▼▼▼
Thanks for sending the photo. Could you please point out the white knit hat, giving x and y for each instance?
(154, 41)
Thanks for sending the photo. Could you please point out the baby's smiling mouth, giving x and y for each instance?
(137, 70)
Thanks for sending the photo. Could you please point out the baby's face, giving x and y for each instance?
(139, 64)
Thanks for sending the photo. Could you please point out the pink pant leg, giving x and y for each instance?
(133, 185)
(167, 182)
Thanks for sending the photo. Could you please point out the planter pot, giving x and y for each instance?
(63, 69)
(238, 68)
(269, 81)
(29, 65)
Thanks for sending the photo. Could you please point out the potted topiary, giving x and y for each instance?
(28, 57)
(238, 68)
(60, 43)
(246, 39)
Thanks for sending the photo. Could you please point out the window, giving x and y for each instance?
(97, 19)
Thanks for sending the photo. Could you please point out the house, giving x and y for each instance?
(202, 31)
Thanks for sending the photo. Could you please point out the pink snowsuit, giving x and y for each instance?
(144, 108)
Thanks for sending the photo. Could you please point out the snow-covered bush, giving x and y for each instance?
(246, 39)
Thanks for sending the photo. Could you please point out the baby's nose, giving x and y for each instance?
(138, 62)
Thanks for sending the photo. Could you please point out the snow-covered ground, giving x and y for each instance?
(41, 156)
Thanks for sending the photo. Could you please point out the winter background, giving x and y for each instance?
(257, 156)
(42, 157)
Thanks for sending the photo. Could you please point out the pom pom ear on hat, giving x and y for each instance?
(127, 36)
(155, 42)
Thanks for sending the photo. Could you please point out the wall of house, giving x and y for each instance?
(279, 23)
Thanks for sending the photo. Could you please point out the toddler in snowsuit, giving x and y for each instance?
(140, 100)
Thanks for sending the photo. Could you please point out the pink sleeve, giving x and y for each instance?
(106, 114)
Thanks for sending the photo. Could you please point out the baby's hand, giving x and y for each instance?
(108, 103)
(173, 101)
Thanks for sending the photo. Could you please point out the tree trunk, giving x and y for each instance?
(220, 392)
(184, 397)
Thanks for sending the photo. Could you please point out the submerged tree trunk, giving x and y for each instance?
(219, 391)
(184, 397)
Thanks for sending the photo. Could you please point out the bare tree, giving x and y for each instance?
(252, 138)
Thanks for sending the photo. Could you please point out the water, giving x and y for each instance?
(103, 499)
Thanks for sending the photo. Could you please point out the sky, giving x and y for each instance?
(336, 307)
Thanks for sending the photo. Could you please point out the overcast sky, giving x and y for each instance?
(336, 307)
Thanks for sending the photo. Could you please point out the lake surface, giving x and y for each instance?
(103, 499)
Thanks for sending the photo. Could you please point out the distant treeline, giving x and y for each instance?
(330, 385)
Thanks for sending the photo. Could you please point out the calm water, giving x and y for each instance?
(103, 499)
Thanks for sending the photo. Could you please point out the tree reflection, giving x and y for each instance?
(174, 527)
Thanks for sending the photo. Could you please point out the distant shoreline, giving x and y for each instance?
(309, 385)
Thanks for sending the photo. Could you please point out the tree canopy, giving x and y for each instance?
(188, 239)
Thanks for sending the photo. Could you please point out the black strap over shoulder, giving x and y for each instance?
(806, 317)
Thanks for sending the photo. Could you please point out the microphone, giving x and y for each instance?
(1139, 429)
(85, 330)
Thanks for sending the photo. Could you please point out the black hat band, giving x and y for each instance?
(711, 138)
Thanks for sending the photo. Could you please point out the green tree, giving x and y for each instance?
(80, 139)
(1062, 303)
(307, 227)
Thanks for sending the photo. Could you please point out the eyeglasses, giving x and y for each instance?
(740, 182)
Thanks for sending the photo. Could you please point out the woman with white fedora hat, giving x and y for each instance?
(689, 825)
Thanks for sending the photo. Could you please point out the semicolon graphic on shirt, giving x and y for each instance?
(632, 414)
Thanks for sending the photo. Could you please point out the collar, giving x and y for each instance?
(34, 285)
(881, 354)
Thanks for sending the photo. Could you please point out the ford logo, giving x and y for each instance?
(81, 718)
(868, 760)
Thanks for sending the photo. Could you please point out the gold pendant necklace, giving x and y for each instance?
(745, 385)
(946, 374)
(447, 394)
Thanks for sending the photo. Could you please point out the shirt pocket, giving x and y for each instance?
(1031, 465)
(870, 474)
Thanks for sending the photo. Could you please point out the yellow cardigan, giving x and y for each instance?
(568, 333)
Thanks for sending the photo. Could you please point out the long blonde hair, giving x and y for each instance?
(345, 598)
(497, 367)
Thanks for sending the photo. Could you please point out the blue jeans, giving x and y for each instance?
▲▲▲
• Goal of the exercise:
Give again the lines from the line holding "microphone, giving x and y for each instance?" through the close of the listing, both included, exactly as written and with nothing else.

• Answer to the problem:
Thanks for sending the photo. Could you please point out the microphone, giving x and y for each instance?
(1139, 429)
(85, 330)
Thanks for sending the photo. Could you please point out the black hat band, giving x and y for each instance?
(711, 138)
Thanks for sending the photo. Could you please point out the green tree, giving x and y for each instance?
(80, 139)
(1062, 303)
(307, 227)
Thanks for sending the photo. Could you please point out the eyeglasses, giving x and y for each instance?
(740, 182)
Thanks for sending the photo. Could you please point out the woman with white fedora hat, giving x and y for each instance?
(689, 825)
Thanks for sending the photo. Could you please point out the semicolon graphic on shirt, giving x and y for each instance?
(632, 414)
Thanks for sending the photo. Could you please point out the collar, giving x and y for each instance?
(34, 285)
(881, 354)
Thanks for sending the photo. Could you please point out the ford logo, giving x and y for each instance?
(81, 718)
(868, 760)
Thanks for sending the photo. Could you please point out the gold pendant necklace, giving x and y for each instance?
(745, 385)
(946, 374)
(447, 394)
Thanks for sending the photo. Could you please point out the shirt pocket, giving x and y for each instance?
(1031, 465)
(870, 474)
Thanks for sending the photo. Could you please point out the yellow cardigan, giving x and y for each instance?
(568, 333)
Thanks for sending the photo. Could you please point out the long blonde hair, giving x and y for each instance?
(345, 598)
(497, 367)
Thanks for sending the photo. Could you please point out the blue jeans, giving x and y for each instance?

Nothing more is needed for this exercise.